== WHAT NEEDS TO BE DONE ==
Transcribe the lines below exactly. No image belongs in the transcription.

Records from a dataset:
=======

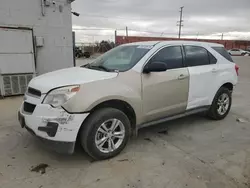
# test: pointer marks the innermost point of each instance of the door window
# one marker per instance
(197, 56)
(222, 51)
(171, 56)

=======

== SOLUTION ==
# test: pointer marks the innermost point of each instance of the door window
# one marker per instance
(197, 56)
(222, 51)
(171, 56)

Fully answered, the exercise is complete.